Prolongue a discussão sobre o uso do artigo antes dos possessivos, escrevendo a partir da última mensagem apresentada.
##### Texto dado #####
Em geral usa-se, mas não se pode dizer que é obrigatório. Não é invulgar ouvir dizer, por exemplo, _'minha mãe/meu pai'_, sem artigo.


----------



## Gamen

De acuerdo. Muchas gracias Carfer.


----------



## Alandria

Carfer said:


> Em geral usa-se, mas não se pode dizer que é obrigatório. Não é invulgar ouvir dizer, por exemplo, _'minha mãe/meu pai'_, sem artigo.



Estou repassando o que os portugueses do WR sempre me disseram...
...nos textos escritos sempre se usa, segundo eles.


----------



## Carfer

Alandria said:


> Estou repassando o que os portugueses do WR sempre me disseram...
> ...nos textos escritos sempre se usa, segundo eles.



No falar português, a omissão do artigo acrescenta, entre outros, distância ou respeito (daí que o exemplo que mais facilmente me ocorreu foi o de _'minha mãe/meu pai'). _A minha impressão é a de que o uso do artigo, quer com os possessivos, quer com nomes próprios (matéria em que o português de Portugal e o do Brasil divergem substancialmente), está condicionado por aquilo que o falante pretende significar. Maior proximidade, familiaridade, especificidade e melhor identificação favorecem o uso do artigo. Maior distanciamento ou desconhecimento prejudicam-no.  Diria, pois, que a omissão ou a explicitação tem condicionantes exteriores à gramática. Daí que, sem negar que a omissão é claramente minoritária em Portugal, me pareça que estabelecer a regra da obrigatoriedade é ir longe demais. Eu diria antes que o uso do artigo, ainda que ocorra na generalidade das situações, é, na verdade, facultativo.


----------



## Gamen

Claríssimo Carfer o teu. Obrigado.
##### Dados fornecidos #####
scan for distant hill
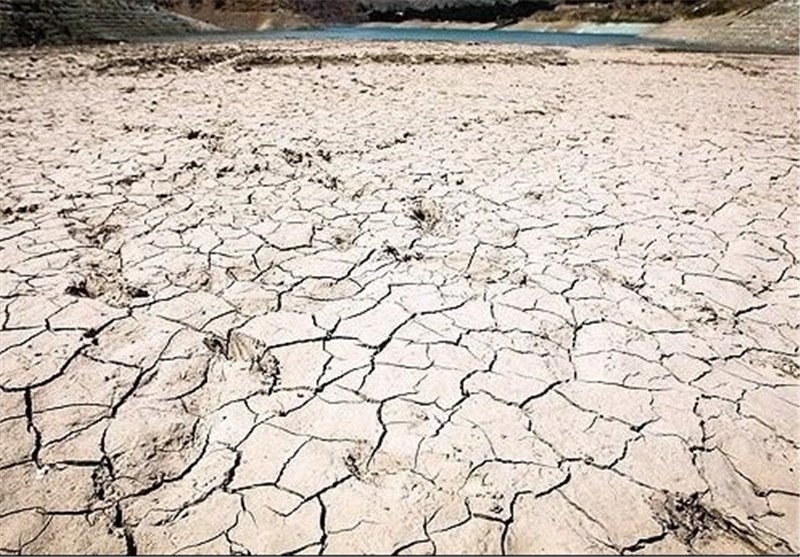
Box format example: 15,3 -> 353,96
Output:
359,0 -> 771,23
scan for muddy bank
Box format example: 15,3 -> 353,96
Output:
0,42 -> 800,554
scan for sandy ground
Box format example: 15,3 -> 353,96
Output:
0,43 -> 800,553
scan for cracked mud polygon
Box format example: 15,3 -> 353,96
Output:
0,43 -> 800,554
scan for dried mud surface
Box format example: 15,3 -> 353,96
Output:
0,43 -> 800,554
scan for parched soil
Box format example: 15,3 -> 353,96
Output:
0,42 -> 800,554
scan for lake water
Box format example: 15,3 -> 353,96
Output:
260,25 -> 656,46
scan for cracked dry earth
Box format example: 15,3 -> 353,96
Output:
0,43 -> 800,554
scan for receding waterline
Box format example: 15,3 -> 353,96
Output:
260,25 -> 653,46
172,25 -> 659,46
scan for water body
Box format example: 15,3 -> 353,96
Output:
260,25 -> 657,46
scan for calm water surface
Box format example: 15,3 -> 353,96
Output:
256,25 -> 655,46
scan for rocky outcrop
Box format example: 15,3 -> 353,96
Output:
648,0 -> 800,53
0,0 -> 209,47
361,0 -> 556,23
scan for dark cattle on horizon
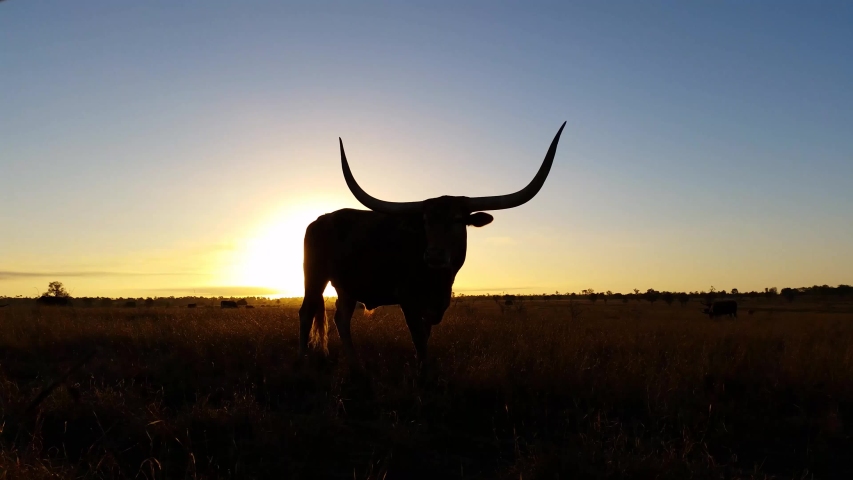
#####
## Resposta
----------



## Alandria

Carfer said:


> No falar português, a omissão do artigo acrescenta, entre outros, distância ou respeito (daí que o exemplo que mais facilmente me ocorreu foi o de _'minha mãe/meu pai'). _A minha impressão é a de que o uso do artigo, quer com os possessivos, quer com nomes próprios (matéria em que o português de Portugal e o do Brasil divergem substancialmente), está condicionado por aquilo que o falante pretende significar. Maior proximidade, familiaridade, especificidade e melhor identificação favorecem o uso do artigo. Maior distanciamento ou desconhecimento prejudicam-no.  Diria, pois, que a omissão ou a explicitação tem condicionantes exteriores à gramática. Daí que, sem negar que a omissão é claramente minoritária em Portugal, me pareça que estabelecer a regra da obrigatoriedade é ir longe demais. Eu diria antes que o uso do artigo, ainda que ocorra na generalidade das situações, é, na verdade, facultativo.



Muito boa a sua explicação, Carfer. E acrescento que aqui no Brasil isso varia bastante. Geralmente nós omitimos quando se inicia a frase, tipo:

"Minha casa é aquela ali."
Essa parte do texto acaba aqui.